Brano:
------------------------
Le persone e la loro attenzione sono due fattori importanti per la sicurezza informatica, e questo è diventato evidente soprattutto con il lavoro da remoto durante i periodi di lockdown. Il personale può diventare disattento, usare un dispositivo personale o infrangere in qualche modo le prescrizioni sulla sicurezza. Negli ultimi 12 mesi abbiamo fatto grossi passi avanti per tutelare la sicurezza dei dati e riconoscerne il valore.
Oggi si parla molto dei fattori ambientali, sociali e di governance (ESG). So che la vostra iniziativa "Race to Zero" è volta a ridurre l'impronta climatica della F1: ci puoi dire qualcosa di più in merito?
------------------------
Prosegui il brano sulla sicurezza informatica e sulla F1, riprendendo subito dopo la sua ultima frase.

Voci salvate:
------------------------
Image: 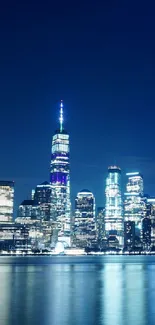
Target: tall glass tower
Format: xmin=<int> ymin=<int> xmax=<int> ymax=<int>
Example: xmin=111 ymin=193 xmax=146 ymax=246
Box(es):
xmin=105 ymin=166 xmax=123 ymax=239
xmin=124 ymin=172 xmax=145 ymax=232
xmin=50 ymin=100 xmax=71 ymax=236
------------------------
La tua risposta:
Il cloud ha avuto senz'altro un impatto importante sul nostro modo di lavorare. La rivoluzione assoluta è stata la capacità di mettere in piedi e smantellare i servizi molto più in fretta, senza dover fare massicci investimenti in infrastrutture hardware che poi restano lì a prendere polvere. Il nostro team automobilistico ha realizzato un grosso progetto utilizzando il cloud, un progetto che avrebbe richiesto da solo un'intera sala comunicazioni se avessimo voluto realizzarne l'infrastruttura internamente. Ma ora possiamo approntare le infrastrutture e smantellarle una volta che non servono più, risparmiando Dio solo sa quanto.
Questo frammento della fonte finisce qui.